(Extracted records)
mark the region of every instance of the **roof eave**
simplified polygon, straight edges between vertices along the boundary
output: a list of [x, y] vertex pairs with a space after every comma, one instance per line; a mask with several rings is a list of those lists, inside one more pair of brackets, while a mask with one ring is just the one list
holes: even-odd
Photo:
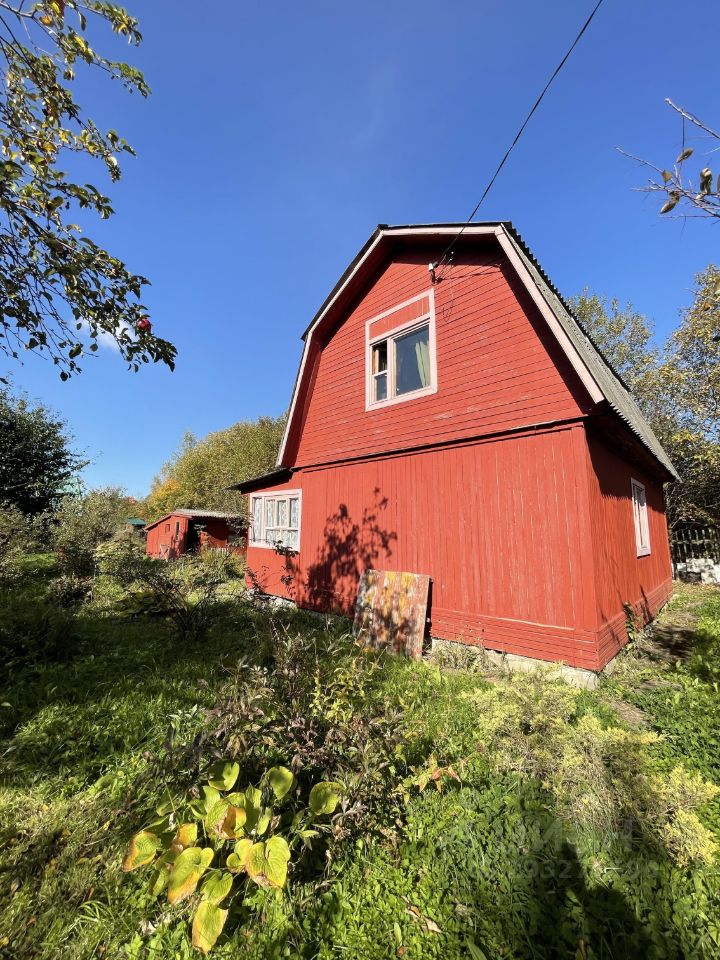
[[263, 490], [265, 487], [272, 487], [278, 483], [284, 483], [293, 475], [289, 467], [279, 467], [277, 470], [271, 470], [259, 477], [251, 477], [249, 480], [242, 480], [240, 483], [234, 483], [228, 490], [238, 490], [240, 493], [254, 493], [256, 490]]

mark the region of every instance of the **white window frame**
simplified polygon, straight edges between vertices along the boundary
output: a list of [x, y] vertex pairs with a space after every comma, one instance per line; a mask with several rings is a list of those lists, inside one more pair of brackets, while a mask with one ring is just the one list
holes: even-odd
[[650, 555], [650, 523], [648, 521], [645, 484], [632, 477], [630, 478], [630, 499], [632, 501], [637, 555], [648, 557]]
[[[254, 531], [254, 503], [256, 500], [260, 501], [260, 539], [255, 539]], [[248, 543], [251, 547], [259, 547], [262, 550], [274, 550], [277, 540], [274, 540], [272, 543], [267, 542], [266, 537], [266, 517], [267, 512], [265, 509], [265, 504], [268, 500], [287, 500], [287, 517], [288, 517], [288, 526], [279, 528], [277, 526], [272, 527], [273, 530], [282, 529], [284, 531], [295, 530], [297, 529], [297, 546], [289, 547], [288, 549], [299, 551], [300, 550], [300, 536], [302, 530], [302, 490], [278, 490], [277, 493], [251, 493], [250, 494], [250, 524], [248, 527]], [[290, 523], [290, 500], [297, 500], [298, 502], [298, 525], [297, 528], [289, 526]], [[274, 508], [277, 511], [277, 507]]]
[[[402, 310], [405, 307], [409, 307], [413, 303], [417, 303], [419, 300], [427, 300], [429, 304], [429, 309], [421, 314], [419, 317], [415, 317], [412, 320], [408, 320], [405, 323], [400, 323], [396, 327], [392, 327], [390, 330], [386, 330], [385, 333], [378, 334], [375, 337], [370, 335], [370, 330], [374, 324], [379, 320], [384, 320], [386, 317], [391, 316], [393, 313], [397, 313], [398, 310]], [[409, 393], [403, 393], [399, 397], [395, 396], [395, 371], [396, 371], [396, 361], [395, 361], [395, 340], [401, 336], [404, 336], [407, 333], [412, 333], [414, 330], [420, 329], [420, 327], [428, 328], [428, 353], [430, 359], [430, 383], [427, 387], [420, 387], [419, 390], [412, 390]], [[387, 396], [384, 400], [374, 400], [374, 375], [373, 375], [373, 347], [382, 343], [384, 340], [387, 340], [388, 350], [387, 350]], [[374, 317], [371, 317], [365, 324], [365, 410], [377, 410], [381, 407], [391, 407], [396, 403], [405, 403], [407, 400], [417, 400], [418, 397], [426, 397], [431, 393], [437, 393], [437, 354], [436, 354], [436, 343], [435, 343], [435, 290], [431, 287], [430, 290], [425, 290], [423, 293], [418, 294], [416, 297], [411, 297], [409, 300], [403, 301], [403, 303], [398, 303], [396, 306], [392, 307], [390, 310], [386, 310], [384, 313], [379, 313]]]

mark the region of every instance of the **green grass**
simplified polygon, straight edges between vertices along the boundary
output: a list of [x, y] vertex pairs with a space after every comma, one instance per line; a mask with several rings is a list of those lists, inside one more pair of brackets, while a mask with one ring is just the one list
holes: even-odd
[[[28, 561], [40, 598], [51, 558]], [[665, 617], [698, 618], [679, 665], [652, 650], [579, 698], [601, 722], [663, 739], [658, 769], [683, 762], [720, 784], [720, 591], [683, 591]], [[291, 630], [322, 623], [287, 615]], [[238, 661], [265, 662], [268, 616], [237, 604], [204, 641], [180, 644], [161, 621], [83, 608], [75, 656], [16, 670], [0, 694], [0, 957], [170, 960], [198, 956], [186, 912], [124, 875], [129, 836], [188, 761], [168, 749], [212, 722], [207, 711]], [[344, 629], [344, 627], [330, 630]], [[657, 651], [655, 651], [656, 653]], [[402, 717], [389, 789], [403, 814], [353, 835], [320, 885], [260, 894], [261, 920], [233, 915], [218, 957], [710, 958], [720, 951], [716, 865], [679, 867], [631, 827], [574, 822], [547, 785], [499, 770], [479, 742], [477, 702], [502, 678], [389, 660], [368, 692]], [[546, 681], [550, 683], [550, 681]], [[618, 705], [628, 708], [618, 721]], [[327, 704], [330, 707], [330, 704]], [[630, 709], [632, 708], [632, 709]], [[420, 791], [428, 764], [459, 772]], [[395, 806], [388, 806], [388, 810]], [[702, 812], [720, 839], [717, 803]], [[264, 899], [263, 899], [264, 898]]]

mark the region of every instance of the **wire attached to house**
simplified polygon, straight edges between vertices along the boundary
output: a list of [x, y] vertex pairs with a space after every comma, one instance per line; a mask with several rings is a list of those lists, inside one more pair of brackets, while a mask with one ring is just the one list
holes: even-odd
[[544, 98], [545, 94], [548, 92], [548, 90], [550, 89], [550, 86], [551, 86], [553, 80], [555, 80], [555, 78], [557, 77], [557, 75], [560, 73], [560, 71], [562, 70], [562, 68], [565, 66], [565, 64], [567, 63], [568, 59], [570, 58], [570, 54], [573, 52], [573, 50], [575, 49], [575, 47], [578, 45], [578, 43], [580, 42], [583, 34], [585, 33], [585, 31], [587, 30], [587, 28], [588, 28], [588, 27], [590, 26], [590, 24], [592, 23], [592, 20], [593, 20], [595, 14], [598, 12], [598, 10], [600, 9], [600, 7], [603, 5], [603, 2], [604, 2], [604, 0], [598, 0], [598, 2], [595, 4], [595, 6], [594, 6], [594, 8], [593, 8], [593, 10], [592, 10], [592, 13], [591, 13], [590, 16], [587, 18], [587, 20], [585, 21], [585, 23], [582, 25], [582, 27], [581, 27], [581, 29], [580, 29], [580, 32], [578, 33], [578, 35], [577, 35], [577, 36], [575, 37], [575, 39], [573, 40], [573, 42], [572, 42], [572, 44], [570, 45], [570, 48], [568, 49], [567, 53], [566, 53], [565, 56], [562, 58], [562, 60], [560, 61], [560, 63], [557, 65], [557, 67], [555, 67], [555, 70], [553, 71], [552, 76], [550, 77], [550, 79], [548, 80], [548, 82], [547, 82], [547, 83], [545, 84], [545, 86], [543, 87], [542, 92], [541, 92], [540, 96], [537, 98], [537, 100], [535, 101], [535, 103], [533, 104], [532, 109], [530, 110], [530, 113], [528, 113], [528, 115], [525, 117], [522, 126], [520, 127], [520, 129], [518, 130], [518, 132], [515, 134], [515, 139], [514, 139], [513, 142], [510, 144], [510, 146], [508, 147], [507, 151], [505, 152], [505, 156], [502, 158], [502, 160], [501, 160], [500, 163], [498, 164], [497, 170], [495, 171], [495, 173], [494, 173], [494, 174], [492, 175], [492, 177], [490, 178], [490, 182], [488, 183], [488, 185], [487, 185], [487, 186], [485, 187], [485, 189], [483, 190], [482, 196], [480, 197], [480, 199], [478, 200], [478, 202], [475, 204], [475, 208], [474, 208], [473, 212], [470, 214], [470, 216], [467, 218], [467, 220], [465, 221], [465, 223], [462, 225], [462, 227], [461, 227], [460, 230], [458, 231], [457, 236], [454, 237], [454, 238], [450, 241], [450, 243], [448, 244], [447, 248], [446, 248], [445, 251], [443, 252], [443, 255], [440, 257], [440, 259], [437, 261], [437, 263], [432, 263], [432, 264], [430, 264], [430, 273], [433, 275], [433, 278], [434, 278], [434, 279], [433, 279], [433, 282], [436, 282], [436, 280], [441, 280], [441, 279], [442, 279], [442, 274], [438, 277], [435, 271], [436, 271], [439, 267], [442, 267], [443, 264], [445, 264], [445, 263], [448, 261], [448, 259], [451, 259], [451, 258], [452, 258], [453, 248], [454, 248], [455, 244], [458, 242], [458, 240], [460, 239], [460, 237], [461, 237], [461, 236], [463, 235], [463, 233], [465, 232], [466, 227], [472, 222], [473, 217], [475, 216], [475, 214], [476, 214], [476, 213], [478, 212], [478, 210], [480, 209], [480, 207], [481, 207], [483, 201], [485, 200], [485, 198], [487, 197], [487, 195], [490, 193], [490, 190], [492, 189], [493, 184], [494, 184], [495, 181], [497, 180], [500, 171], [501, 171], [502, 168], [505, 166], [505, 163], [507, 162], [508, 157], [509, 157], [510, 154], [513, 152], [513, 150], [514, 150], [514, 148], [515, 148], [518, 140], [520, 139], [520, 137], [521, 137], [521, 136], [523, 135], [523, 133], [525, 132], [525, 127], [527, 127], [527, 125], [528, 125], [528, 123], [530, 122], [533, 114], [535, 113], [535, 111], [537, 110], [537, 108], [538, 108], [538, 107], [540, 106], [540, 104], [542, 103], [543, 98]]

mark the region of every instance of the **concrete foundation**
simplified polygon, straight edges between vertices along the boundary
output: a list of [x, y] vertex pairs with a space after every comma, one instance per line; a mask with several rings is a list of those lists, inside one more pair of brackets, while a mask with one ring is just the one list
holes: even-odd
[[[482, 663], [486, 663], [496, 670], [507, 671], [508, 673], [532, 673], [539, 670], [548, 680], [564, 680], [570, 686], [579, 687], [582, 690], [594, 690], [600, 682], [600, 675], [593, 670], [584, 670], [582, 667], [568, 667], [564, 663], [550, 663], [547, 660], [536, 660], [533, 657], [521, 657], [515, 653], [486, 650], [484, 647], [470, 646], [454, 640], [440, 640], [433, 637], [432, 650], [437, 653], [445, 652], [448, 659], [456, 658], [458, 666], [469, 667], [475, 660], [478, 667]], [[607, 665], [607, 667], [609, 666], [610, 664]]]

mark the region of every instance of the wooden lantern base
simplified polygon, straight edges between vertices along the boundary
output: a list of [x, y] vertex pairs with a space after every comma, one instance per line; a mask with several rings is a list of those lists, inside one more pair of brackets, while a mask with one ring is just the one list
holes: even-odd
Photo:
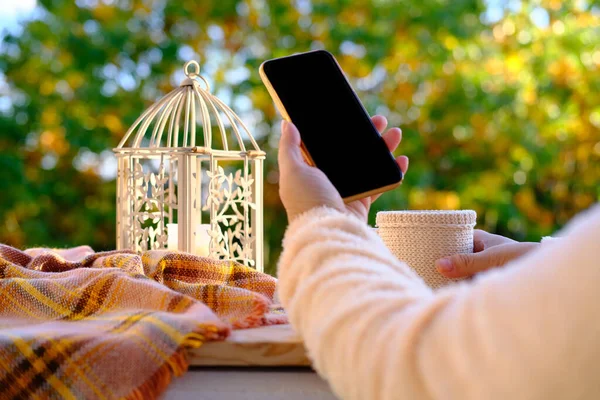
[[306, 349], [290, 325], [236, 330], [223, 342], [188, 352], [192, 366], [310, 366]]

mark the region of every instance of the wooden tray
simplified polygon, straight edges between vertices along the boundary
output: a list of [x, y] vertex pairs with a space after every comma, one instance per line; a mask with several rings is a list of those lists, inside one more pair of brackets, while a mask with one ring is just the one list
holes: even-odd
[[188, 352], [191, 366], [309, 366], [290, 325], [236, 330], [223, 342], [208, 342]]

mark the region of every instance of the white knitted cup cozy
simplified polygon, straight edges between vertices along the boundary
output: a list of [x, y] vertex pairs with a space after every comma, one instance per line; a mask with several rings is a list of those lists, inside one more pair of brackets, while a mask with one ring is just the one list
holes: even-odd
[[381, 211], [376, 219], [377, 232], [386, 246], [431, 288], [454, 281], [436, 270], [435, 261], [472, 253], [476, 220], [477, 213], [472, 210]]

• [PROBLEM DESCRIPTION] The records are above. How many lines in them contain the word "mark"? Give the number alone.

• [ANSWER BOX] 8